Problem to work on: Copy out every line below that contains the word "ship". Case counts.

Data listing:
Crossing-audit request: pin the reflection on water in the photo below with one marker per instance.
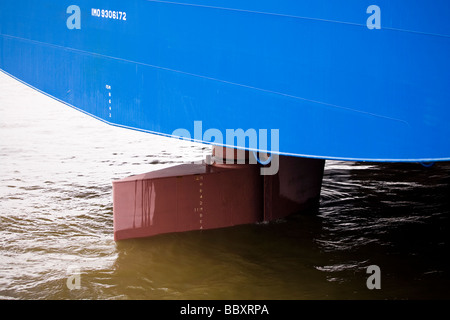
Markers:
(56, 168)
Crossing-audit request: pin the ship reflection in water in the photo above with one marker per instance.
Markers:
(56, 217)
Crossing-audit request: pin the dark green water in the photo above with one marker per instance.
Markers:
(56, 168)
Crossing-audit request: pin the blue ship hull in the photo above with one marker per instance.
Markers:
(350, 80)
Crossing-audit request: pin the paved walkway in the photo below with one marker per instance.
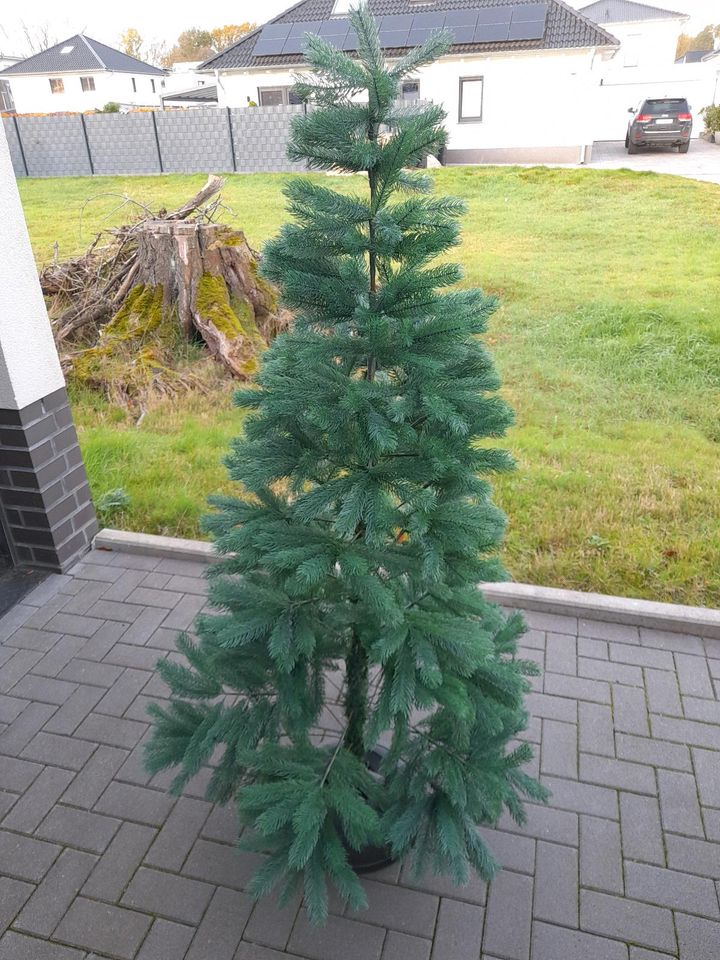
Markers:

---

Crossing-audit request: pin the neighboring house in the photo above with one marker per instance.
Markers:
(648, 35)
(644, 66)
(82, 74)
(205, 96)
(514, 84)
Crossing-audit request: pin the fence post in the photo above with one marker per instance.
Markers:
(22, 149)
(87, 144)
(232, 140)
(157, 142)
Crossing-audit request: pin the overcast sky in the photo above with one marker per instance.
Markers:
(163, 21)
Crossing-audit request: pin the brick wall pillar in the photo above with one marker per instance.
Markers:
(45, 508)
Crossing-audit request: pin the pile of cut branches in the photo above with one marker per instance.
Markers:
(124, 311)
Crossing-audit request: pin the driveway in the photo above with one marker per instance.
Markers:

Full solution:
Crossing-audit request: pin the ship reflection in water in the photo above with one marker per instance.
Crossing-audit request: pin the blue ship hull in the photo above with one marker per instance.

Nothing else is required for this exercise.